▶ **What the task requires**
Word for word, restate every record.
___ Data supplied ___
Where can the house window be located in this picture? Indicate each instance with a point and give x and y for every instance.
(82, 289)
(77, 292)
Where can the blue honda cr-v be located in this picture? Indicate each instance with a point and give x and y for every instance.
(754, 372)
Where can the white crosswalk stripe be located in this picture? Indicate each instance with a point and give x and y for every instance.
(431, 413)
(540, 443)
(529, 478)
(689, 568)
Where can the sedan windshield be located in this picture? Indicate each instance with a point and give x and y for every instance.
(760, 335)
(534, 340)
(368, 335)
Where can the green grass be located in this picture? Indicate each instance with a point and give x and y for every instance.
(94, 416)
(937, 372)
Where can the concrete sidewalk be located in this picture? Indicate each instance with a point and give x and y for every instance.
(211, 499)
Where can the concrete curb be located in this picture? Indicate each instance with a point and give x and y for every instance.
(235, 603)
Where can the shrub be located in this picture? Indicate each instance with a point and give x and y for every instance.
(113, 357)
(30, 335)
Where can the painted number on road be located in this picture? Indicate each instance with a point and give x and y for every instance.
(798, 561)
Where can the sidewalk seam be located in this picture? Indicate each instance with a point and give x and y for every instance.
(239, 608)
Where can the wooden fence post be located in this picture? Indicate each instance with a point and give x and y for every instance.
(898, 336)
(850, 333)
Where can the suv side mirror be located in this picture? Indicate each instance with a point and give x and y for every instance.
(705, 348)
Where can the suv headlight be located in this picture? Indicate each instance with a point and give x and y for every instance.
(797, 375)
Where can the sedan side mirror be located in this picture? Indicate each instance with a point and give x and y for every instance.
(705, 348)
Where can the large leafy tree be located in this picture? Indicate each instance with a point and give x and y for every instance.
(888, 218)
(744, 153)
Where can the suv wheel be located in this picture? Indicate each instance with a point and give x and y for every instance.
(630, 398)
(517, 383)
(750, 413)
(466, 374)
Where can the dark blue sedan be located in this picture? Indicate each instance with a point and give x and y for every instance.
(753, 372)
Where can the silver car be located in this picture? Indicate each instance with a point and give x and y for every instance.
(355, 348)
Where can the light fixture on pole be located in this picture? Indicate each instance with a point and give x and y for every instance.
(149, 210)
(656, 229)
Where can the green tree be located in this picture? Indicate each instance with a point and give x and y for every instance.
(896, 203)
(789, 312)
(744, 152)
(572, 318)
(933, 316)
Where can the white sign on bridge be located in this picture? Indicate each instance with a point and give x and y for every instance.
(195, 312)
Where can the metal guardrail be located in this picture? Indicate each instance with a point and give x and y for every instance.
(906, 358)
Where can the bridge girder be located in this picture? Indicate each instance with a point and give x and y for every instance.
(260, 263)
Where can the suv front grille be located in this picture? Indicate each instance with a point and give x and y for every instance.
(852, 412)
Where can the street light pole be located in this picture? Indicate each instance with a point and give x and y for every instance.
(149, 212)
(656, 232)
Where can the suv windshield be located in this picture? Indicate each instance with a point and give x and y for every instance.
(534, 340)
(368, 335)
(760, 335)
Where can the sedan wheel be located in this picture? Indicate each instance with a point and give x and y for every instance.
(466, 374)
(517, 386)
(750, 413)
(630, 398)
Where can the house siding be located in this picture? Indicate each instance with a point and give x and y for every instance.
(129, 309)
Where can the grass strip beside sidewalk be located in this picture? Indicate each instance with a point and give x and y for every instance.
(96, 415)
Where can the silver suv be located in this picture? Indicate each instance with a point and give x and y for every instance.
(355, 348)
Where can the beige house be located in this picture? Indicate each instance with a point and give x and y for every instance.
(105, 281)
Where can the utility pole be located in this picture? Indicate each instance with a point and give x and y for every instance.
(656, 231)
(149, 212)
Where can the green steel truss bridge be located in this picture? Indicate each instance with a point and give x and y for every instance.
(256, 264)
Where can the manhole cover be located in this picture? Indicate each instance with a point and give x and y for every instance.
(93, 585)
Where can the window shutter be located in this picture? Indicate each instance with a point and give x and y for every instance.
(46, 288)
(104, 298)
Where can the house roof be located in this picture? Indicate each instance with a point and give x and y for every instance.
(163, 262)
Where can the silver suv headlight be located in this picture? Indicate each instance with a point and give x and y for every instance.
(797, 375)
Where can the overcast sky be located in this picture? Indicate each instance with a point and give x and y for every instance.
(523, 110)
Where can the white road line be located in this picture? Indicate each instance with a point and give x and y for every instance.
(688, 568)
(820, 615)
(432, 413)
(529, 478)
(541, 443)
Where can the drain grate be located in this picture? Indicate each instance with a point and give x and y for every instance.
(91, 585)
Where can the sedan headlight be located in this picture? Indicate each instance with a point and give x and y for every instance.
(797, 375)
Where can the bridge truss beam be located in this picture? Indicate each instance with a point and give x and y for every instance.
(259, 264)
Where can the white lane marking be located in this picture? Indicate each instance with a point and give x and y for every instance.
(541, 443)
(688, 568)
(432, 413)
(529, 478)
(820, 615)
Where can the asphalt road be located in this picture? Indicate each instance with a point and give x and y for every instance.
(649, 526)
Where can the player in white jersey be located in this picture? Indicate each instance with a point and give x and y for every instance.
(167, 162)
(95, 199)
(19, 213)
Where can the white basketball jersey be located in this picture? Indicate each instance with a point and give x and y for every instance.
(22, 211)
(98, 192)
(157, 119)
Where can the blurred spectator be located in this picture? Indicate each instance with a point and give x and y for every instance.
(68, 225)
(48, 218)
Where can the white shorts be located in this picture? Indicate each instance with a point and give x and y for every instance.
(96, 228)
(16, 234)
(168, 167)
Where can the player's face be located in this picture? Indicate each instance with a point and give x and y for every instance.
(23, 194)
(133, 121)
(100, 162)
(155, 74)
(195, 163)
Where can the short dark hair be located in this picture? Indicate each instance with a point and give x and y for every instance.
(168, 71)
___
▶ **Result**
Where can the house window be located in this picture? Indicate each instance with a point and give x and y for every instance.
(82, 289)
(77, 292)
Where can the blue honda cr-v be located in this picture? Indicate each instance with a point and give x and y for every instance.
(754, 372)
Where can the white crosswalk stripe be located in this picture? Indicate each instance with a point and give x and y for every instance.
(431, 413)
(540, 443)
(529, 478)
(689, 568)
Where can the sedan windshield be located in this picture? Indicate each instance with a point and give x and y for every instance.
(760, 335)
(534, 340)
(368, 335)
Where can the green grass be located in this picture? Indicate each instance with a point and give x and y for every instance.
(94, 416)
(937, 372)
Where can the concrete sidewalk be located in this picture? Indicate each instance with a point and give x and y for every instance.
(211, 499)
Where can the concrete curb be located in this picture? Indicate each instance with a point and give x and y for every instance.
(235, 603)
Where can the shrub be located in this picture? Indicate each instance with a point and give x and y for every instance.
(113, 357)
(30, 335)
Where can the painted number on road be located in this picture? Indicate each instance with a point and give x and y for every instance.
(798, 561)
Where can the sidewalk seam be located in this picture? Indicate each instance with a point and give x and y for every instance.
(239, 608)
Where can the wooden fence post be located in this picture? Indicate each instance with a point and give x and y for every instance.
(898, 336)
(850, 333)
Where can the suv side mirror be located in this picture? Indicate each instance with a point and give x and y for every instance.
(705, 348)
Where can the suv headlight be located in this picture? Indicate each instance with a point and give x and y for every instance.
(797, 375)
Where can the sedan side mirror be located in this picture? Indicate each instance with a point and give x and y for every instance.
(705, 348)
Where can the large leafy tree be located in this picture? Indicate each instance with a point and give x and y for every instance.
(888, 218)
(744, 153)
Where can the suv wheel be located in this picture? Indicate each instance with a point and give x and y for every instance.
(630, 398)
(517, 383)
(750, 413)
(466, 374)
Where can the dark blue sedan be located in this picture? Indicate each instance with a point and give x and y for every instance.
(753, 372)
Where can the silver car be located in this picture? Indicate each instance with a point and give x and y for every instance.
(355, 348)
Where can the light fixture on pole be located in this picture? Indicate each instance with a point and give x and y for every instance.
(149, 210)
(656, 229)
Where can the green tree be located in this picture? Indicate each instance with a point and give x and y for every instance.
(896, 203)
(789, 312)
(744, 152)
(572, 318)
(933, 316)
Where can the white sign on bridge be located in this picture? Indicate each instance with a point and give x and y for every instance.
(195, 312)
Where can the metal guardrail be located in this picture? Indicate each instance with a point and give x and y for every instance.
(906, 358)
Where can the bridge girder be located in this picture? Indicate each instance with a point and give x and y for every instance.
(260, 263)
Where can the suv front grille be located in this picture? Indicate each instance with a point and give x and y for every instance.
(852, 412)
Where can the street light pole be located in this picture? Indicate each instance with a point and give x and y for every instance.
(149, 212)
(656, 232)
Where can the suv windshield be located in this picture? Indicate each instance with a point and give x and y for every instance.
(534, 340)
(368, 335)
(760, 335)
Where can the sedan wheel be located in this picture? Indicate each instance with a point and give x and y for every instance.
(466, 374)
(517, 386)
(750, 413)
(630, 398)
Where can the house siding be located in this picture? Indicate each instance with a point and give x and y for every instance.
(129, 309)
Where can the grass strip beside sidewalk be located in this picture? Indicate each instance with a point and give x and y for every instance.
(96, 415)
Where can the silver suv be located in this picture? Indicate each instance with a point and give x and y for every instance.
(355, 348)
Where can the beige house be located in this picture? Indicate each instance with a point and give x and y for every instance.
(105, 281)
Where can the utility pole be located in this picture? Indicate each instance with a point and give x and y for every instance.
(656, 231)
(149, 212)
Where can the green steel truss bridge be located in this picture? Indicate each instance with a point and give x and y for every instance.
(256, 264)
Where can the manhole cover be located in this picture? Indicate each instance with a point and give x and y for every instance.
(93, 585)
Where can the window shutter be located in this picture? Indicate each instance with a point and give x and y for every instance.
(46, 288)
(104, 298)
Where can the house roof be located in this picture? Indicate each instance with a point and give x and y for every instance.
(163, 262)
Where can the silver suv headlight be located in this picture? Indicate each instance with a point and give x and y for every instance.
(797, 375)
Where can the overcast sky be located in this picture? Indicate each instance with a point and give x and y for every instance.
(523, 110)
Where can the white road line be located in this picture? Indicate each instance with a point and give x and y for every instance.
(688, 568)
(820, 615)
(432, 413)
(529, 478)
(541, 443)
Where can the drain grate be located in this picture? Indicate each instance with a point and give x and y for every instance.
(91, 585)
Where can the sedan headlight be located in this picture? Indicate each instance with a point and give x and y for every instance.
(797, 375)
Where can the bridge truss beam be located in this picture? Indicate each instance with a point and give x and y for every instance.
(259, 264)
Where can the white lane marking be located in this picture? Indicate each instance with a point and give x and y for every instance.
(541, 443)
(688, 568)
(432, 413)
(529, 478)
(820, 615)
Where can the asphalt road be located in this picture? Indicate each instance with a point and give x and y for every instance.
(649, 526)
Where can the player in white jersey be located in this picture? Indicate each instance with a point and give x and y for every instance.
(167, 162)
(95, 199)
(19, 213)
Where can the white basketball jersey be located in this picture? Indicate each instance with a point and give x and y for every instance.
(22, 211)
(98, 192)
(157, 119)
Where can the blurred spectator be located in this picture? Indicate each instance with a point and give x and y for every instance.
(68, 225)
(48, 218)
Where can the white shorts be located in this picture? Indicate each instance with a point and give x and y for every instance.
(96, 228)
(16, 234)
(168, 167)
Where can the player's face be located in this picture? Indicate each instance with a point and give x and y for every instance.
(23, 194)
(133, 121)
(100, 162)
(155, 74)
(195, 163)
Where can the short dark hair be located in this picture? Indicate each instance with a point and give x and y for every instance.
(168, 71)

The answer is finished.